> **AIM OF THE TASK**: Copy out, exactly as written, only the line containing "Every instance of the yellow-green" and the lines after it through the end of the records.

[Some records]

%%

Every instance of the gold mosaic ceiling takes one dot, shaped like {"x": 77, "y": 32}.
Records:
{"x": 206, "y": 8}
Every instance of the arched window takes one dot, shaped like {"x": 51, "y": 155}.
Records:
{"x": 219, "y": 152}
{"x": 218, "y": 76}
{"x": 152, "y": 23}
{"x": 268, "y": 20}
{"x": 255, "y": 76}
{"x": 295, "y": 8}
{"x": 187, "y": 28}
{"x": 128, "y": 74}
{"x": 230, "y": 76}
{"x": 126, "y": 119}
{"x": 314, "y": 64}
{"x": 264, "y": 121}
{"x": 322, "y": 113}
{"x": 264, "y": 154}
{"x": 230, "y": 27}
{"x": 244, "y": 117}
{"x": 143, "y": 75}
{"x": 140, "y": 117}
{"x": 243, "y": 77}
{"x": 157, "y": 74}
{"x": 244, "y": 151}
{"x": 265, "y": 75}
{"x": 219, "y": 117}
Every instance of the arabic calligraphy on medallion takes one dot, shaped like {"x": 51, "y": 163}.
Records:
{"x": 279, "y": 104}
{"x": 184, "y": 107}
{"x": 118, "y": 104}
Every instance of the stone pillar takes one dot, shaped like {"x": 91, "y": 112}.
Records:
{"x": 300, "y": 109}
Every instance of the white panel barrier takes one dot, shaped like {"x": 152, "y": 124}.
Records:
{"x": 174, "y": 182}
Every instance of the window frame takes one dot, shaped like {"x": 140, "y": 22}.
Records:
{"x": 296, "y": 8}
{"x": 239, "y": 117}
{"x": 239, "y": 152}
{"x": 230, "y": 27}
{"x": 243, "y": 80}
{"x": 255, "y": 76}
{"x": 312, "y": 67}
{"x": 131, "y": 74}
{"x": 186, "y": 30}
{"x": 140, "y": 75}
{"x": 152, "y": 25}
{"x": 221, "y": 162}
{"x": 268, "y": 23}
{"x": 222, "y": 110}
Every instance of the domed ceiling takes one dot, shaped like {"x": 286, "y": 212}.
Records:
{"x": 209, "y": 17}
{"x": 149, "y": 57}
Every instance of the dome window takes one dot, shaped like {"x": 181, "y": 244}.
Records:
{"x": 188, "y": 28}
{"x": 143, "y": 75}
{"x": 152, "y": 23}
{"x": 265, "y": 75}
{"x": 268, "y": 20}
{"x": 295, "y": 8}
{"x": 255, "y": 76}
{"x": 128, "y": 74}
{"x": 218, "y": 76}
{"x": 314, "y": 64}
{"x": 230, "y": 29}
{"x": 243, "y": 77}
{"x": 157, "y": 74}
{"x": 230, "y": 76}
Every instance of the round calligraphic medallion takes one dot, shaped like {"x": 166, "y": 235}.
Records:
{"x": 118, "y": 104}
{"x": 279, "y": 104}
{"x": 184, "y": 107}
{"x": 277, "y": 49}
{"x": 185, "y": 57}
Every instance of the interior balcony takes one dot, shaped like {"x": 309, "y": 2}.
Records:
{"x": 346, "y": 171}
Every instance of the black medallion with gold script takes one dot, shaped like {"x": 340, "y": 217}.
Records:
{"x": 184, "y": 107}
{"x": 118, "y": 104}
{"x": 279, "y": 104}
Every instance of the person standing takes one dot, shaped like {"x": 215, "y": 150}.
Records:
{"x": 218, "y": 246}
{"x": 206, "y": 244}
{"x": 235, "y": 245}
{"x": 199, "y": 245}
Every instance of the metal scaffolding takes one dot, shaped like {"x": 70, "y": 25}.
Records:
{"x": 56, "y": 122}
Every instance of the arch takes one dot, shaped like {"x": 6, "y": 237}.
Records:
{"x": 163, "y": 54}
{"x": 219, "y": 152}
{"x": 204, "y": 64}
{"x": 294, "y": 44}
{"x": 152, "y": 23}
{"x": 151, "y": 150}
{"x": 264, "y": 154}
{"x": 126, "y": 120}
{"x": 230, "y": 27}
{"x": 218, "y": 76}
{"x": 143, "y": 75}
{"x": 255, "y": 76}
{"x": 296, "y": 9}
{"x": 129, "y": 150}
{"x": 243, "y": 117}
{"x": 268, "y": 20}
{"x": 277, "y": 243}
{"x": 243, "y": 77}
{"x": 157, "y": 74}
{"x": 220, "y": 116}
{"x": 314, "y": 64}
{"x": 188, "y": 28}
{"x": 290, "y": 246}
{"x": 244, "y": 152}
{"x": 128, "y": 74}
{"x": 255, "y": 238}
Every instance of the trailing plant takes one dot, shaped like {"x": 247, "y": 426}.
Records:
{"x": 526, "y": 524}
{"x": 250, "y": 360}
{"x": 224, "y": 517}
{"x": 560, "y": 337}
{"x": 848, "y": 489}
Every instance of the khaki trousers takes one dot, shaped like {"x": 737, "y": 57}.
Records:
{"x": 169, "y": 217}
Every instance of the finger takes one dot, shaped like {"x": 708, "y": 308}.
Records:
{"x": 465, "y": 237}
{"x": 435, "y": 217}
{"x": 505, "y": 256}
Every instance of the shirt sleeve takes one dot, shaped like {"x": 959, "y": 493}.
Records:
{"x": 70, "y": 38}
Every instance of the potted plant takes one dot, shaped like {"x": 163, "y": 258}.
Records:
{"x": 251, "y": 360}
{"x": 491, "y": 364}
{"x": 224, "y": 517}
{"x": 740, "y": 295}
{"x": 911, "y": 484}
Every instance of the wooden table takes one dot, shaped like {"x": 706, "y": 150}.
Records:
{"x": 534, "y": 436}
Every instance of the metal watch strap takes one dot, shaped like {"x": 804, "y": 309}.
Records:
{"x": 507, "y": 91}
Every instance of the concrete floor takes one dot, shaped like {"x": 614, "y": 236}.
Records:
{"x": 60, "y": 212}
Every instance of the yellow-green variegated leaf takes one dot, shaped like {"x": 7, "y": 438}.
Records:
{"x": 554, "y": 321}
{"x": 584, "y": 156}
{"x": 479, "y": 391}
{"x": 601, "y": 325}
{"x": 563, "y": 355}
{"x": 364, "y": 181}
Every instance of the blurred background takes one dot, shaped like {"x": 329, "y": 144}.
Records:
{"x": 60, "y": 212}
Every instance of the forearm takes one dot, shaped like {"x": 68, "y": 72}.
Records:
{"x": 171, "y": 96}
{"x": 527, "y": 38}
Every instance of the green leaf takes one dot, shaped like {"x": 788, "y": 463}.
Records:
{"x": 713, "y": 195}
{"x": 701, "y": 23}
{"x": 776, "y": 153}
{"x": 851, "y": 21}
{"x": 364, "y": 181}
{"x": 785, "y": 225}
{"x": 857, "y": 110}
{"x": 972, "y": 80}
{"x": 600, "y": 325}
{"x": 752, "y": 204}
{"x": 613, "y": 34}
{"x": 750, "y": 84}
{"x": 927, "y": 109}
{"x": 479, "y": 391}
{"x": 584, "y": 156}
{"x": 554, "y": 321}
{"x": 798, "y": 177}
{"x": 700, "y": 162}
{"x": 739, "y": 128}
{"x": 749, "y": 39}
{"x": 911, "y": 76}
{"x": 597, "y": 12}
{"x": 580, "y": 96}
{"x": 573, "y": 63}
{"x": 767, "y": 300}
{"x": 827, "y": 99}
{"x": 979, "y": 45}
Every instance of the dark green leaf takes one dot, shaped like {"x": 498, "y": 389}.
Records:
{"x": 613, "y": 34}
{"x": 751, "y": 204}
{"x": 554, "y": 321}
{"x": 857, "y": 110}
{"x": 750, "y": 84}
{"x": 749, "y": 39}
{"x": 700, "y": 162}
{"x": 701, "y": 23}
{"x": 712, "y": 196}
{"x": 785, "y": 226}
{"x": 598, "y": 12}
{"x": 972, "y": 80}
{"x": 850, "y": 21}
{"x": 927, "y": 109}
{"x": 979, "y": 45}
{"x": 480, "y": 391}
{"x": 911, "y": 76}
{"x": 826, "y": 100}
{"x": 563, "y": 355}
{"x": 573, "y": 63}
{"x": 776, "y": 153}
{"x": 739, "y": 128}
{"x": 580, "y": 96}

%%

> **SOLUTION FOR THIS TASK**:
Every instance of the yellow-green variegated leaf takes one dot, shaped like {"x": 7, "y": 438}.
Records:
{"x": 554, "y": 321}
{"x": 584, "y": 156}
{"x": 479, "y": 391}
{"x": 601, "y": 325}
{"x": 563, "y": 355}
{"x": 364, "y": 181}
Every instance of the blurred background takes one dot, shaped like {"x": 329, "y": 144}.
Records:
{"x": 60, "y": 212}
Every instance of the forearm takes one dot, shaped like {"x": 68, "y": 72}.
Records:
{"x": 171, "y": 96}
{"x": 527, "y": 38}
Every instance of the green leaf takes one dot, shaped like {"x": 788, "y": 463}.
Records:
{"x": 713, "y": 195}
{"x": 701, "y": 23}
{"x": 776, "y": 153}
{"x": 851, "y": 21}
{"x": 364, "y": 181}
{"x": 785, "y": 225}
{"x": 857, "y": 110}
{"x": 972, "y": 80}
{"x": 600, "y": 325}
{"x": 752, "y": 204}
{"x": 613, "y": 34}
{"x": 750, "y": 84}
{"x": 927, "y": 109}
{"x": 479, "y": 391}
{"x": 584, "y": 156}
{"x": 554, "y": 321}
{"x": 798, "y": 177}
{"x": 700, "y": 162}
{"x": 739, "y": 128}
{"x": 749, "y": 39}
{"x": 911, "y": 76}
{"x": 597, "y": 12}
{"x": 580, "y": 96}
{"x": 573, "y": 63}
{"x": 767, "y": 300}
{"x": 827, "y": 99}
{"x": 979, "y": 45}
Every instance of the dark green leaf takes one dot, shaped like {"x": 498, "y": 389}.
Records:
{"x": 613, "y": 34}
{"x": 751, "y": 204}
{"x": 554, "y": 321}
{"x": 857, "y": 110}
{"x": 750, "y": 84}
{"x": 749, "y": 39}
{"x": 700, "y": 162}
{"x": 701, "y": 23}
{"x": 712, "y": 196}
{"x": 785, "y": 226}
{"x": 598, "y": 12}
{"x": 972, "y": 80}
{"x": 850, "y": 21}
{"x": 927, "y": 109}
{"x": 979, "y": 45}
{"x": 480, "y": 391}
{"x": 911, "y": 76}
{"x": 826, "y": 100}
{"x": 563, "y": 355}
{"x": 573, "y": 63}
{"x": 776, "y": 153}
{"x": 739, "y": 128}
{"x": 580, "y": 96}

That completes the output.